Your task — Starting from the line containing "Please point out the aquaculture", write out every remaining line exactly, the last one included.

Collection entries:
## BEGIN
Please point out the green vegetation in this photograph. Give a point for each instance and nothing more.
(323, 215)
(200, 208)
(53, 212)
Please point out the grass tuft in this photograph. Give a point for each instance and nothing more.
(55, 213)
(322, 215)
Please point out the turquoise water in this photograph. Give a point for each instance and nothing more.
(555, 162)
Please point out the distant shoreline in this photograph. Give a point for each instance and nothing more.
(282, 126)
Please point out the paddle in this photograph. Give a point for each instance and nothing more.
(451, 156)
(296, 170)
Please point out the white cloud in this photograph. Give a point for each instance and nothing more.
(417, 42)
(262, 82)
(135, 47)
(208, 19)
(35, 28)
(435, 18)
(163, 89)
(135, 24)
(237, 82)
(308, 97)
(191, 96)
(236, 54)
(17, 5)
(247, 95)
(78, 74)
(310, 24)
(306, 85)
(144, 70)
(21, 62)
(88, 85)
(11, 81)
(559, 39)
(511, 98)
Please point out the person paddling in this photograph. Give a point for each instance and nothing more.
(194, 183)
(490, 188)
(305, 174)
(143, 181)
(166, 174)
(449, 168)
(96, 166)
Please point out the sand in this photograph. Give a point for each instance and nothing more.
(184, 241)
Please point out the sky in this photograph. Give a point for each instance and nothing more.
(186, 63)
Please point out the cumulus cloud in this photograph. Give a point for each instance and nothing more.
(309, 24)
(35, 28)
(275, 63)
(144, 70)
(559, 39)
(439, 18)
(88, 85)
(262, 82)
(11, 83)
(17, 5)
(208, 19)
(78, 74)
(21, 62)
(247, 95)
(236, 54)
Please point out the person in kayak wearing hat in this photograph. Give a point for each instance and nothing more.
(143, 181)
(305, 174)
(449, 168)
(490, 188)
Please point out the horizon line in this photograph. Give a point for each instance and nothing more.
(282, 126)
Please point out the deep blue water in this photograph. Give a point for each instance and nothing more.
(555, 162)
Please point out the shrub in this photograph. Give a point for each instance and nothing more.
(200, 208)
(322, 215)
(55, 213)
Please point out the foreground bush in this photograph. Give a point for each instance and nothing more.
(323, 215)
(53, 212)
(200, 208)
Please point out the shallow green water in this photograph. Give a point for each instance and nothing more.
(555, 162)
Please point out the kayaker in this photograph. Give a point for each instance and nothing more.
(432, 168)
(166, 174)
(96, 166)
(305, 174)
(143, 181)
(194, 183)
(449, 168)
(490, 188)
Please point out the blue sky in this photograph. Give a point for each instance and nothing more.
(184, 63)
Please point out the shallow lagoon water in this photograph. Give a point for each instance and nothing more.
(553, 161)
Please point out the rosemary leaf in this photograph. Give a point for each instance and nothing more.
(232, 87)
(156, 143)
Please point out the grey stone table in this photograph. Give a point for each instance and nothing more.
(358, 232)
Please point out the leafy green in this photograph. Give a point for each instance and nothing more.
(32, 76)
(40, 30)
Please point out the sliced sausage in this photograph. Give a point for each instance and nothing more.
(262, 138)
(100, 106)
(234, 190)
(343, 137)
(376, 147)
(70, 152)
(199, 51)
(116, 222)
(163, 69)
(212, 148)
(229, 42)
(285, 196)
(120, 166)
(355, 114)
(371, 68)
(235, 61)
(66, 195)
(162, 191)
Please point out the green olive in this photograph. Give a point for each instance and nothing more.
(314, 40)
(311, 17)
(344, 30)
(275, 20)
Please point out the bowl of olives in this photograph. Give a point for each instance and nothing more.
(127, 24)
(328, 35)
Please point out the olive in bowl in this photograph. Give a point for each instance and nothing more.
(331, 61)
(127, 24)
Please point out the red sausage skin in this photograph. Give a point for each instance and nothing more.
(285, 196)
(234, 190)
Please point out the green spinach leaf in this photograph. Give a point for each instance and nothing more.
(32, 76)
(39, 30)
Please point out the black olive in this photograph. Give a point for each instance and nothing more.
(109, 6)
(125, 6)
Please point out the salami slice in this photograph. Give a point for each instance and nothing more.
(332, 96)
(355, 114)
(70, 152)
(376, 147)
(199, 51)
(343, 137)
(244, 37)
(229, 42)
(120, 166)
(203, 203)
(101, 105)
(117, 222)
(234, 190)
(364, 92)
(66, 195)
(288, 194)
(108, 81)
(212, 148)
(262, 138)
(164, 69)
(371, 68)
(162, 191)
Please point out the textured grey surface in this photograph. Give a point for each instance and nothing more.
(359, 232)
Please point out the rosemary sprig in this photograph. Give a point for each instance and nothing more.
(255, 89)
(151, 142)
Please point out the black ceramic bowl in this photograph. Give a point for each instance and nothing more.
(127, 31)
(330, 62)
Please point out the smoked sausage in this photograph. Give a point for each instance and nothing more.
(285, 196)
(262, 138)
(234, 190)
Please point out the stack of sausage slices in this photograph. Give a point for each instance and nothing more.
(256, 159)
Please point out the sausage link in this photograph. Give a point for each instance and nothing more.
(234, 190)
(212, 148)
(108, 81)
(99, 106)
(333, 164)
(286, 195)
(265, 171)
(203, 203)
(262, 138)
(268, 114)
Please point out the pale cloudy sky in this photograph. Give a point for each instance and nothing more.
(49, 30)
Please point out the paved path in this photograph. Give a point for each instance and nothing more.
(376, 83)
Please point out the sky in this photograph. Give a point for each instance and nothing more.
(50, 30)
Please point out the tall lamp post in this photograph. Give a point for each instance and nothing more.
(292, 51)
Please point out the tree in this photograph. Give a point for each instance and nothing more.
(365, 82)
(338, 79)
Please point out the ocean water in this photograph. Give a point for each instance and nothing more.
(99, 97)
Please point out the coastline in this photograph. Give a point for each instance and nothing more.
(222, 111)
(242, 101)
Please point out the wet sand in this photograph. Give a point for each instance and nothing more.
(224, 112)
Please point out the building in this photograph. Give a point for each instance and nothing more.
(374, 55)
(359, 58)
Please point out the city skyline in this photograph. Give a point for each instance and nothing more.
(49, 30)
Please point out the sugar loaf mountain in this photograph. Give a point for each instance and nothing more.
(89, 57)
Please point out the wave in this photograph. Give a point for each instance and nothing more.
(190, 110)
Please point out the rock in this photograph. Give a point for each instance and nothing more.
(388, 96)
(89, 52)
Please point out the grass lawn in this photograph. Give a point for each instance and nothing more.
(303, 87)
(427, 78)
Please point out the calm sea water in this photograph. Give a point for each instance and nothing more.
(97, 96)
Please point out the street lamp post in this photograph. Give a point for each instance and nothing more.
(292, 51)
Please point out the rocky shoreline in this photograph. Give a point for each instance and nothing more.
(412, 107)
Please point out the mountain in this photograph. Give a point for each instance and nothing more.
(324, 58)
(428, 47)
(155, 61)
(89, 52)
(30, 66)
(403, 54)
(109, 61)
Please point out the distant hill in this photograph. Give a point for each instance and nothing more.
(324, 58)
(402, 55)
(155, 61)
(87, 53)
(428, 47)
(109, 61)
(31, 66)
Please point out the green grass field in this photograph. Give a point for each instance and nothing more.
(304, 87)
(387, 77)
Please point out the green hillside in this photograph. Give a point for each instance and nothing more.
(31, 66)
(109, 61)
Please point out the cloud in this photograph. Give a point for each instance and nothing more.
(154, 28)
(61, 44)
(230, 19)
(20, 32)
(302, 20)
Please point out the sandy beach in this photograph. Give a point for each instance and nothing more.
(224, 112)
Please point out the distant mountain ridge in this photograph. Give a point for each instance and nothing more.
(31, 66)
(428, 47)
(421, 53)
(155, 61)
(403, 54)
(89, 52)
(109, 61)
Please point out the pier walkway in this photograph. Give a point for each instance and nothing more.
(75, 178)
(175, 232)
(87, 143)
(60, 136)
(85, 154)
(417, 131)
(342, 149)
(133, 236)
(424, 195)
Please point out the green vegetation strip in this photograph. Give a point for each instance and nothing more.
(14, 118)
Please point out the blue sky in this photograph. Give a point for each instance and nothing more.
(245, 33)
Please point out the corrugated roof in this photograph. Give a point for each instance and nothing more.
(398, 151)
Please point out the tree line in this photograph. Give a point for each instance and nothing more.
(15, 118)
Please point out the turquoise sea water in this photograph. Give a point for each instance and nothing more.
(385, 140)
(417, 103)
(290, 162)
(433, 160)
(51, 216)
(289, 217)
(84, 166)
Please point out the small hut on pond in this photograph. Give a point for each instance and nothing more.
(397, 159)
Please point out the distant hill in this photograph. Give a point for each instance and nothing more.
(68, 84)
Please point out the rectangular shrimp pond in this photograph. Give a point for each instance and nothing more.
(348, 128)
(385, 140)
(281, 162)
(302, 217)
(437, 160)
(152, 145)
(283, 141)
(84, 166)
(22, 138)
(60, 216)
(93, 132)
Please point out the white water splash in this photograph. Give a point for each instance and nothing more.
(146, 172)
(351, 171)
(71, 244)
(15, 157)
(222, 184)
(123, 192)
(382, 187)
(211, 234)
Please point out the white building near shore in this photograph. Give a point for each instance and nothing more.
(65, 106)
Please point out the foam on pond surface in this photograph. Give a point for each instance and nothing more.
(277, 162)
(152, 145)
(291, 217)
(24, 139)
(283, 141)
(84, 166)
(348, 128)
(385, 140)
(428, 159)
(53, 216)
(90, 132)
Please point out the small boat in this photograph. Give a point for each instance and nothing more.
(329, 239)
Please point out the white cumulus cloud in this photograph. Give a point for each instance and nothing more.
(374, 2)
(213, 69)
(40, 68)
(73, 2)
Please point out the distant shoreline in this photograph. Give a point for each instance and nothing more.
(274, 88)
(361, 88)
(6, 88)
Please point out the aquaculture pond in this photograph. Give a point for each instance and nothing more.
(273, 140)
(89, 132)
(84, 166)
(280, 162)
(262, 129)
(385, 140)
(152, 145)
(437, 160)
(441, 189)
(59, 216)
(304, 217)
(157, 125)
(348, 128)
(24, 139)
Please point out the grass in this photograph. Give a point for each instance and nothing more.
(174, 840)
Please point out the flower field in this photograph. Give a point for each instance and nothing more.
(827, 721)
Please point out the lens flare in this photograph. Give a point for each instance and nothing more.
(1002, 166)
## END
Result below —
Please point out the aquaculture pond in this photograph. Give a point for each instance and nothing more.
(273, 140)
(89, 132)
(84, 166)
(280, 162)
(262, 129)
(385, 140)
(152, 145)
(437, 160)
(441, 189)
(59, 216)
(304, 217)
(157, 125)
(348, 128)
(24, 139)
Please point out the grass in this photograph. Give a point for each instance and nothing more.
(174, 840)
Please point out the flower field in this photograph. Give a point for each instance and nothing more.
(827, 721)
Please point out the lens flare in this photograph. Give a point for each instance and nothing more.
(1002, 166)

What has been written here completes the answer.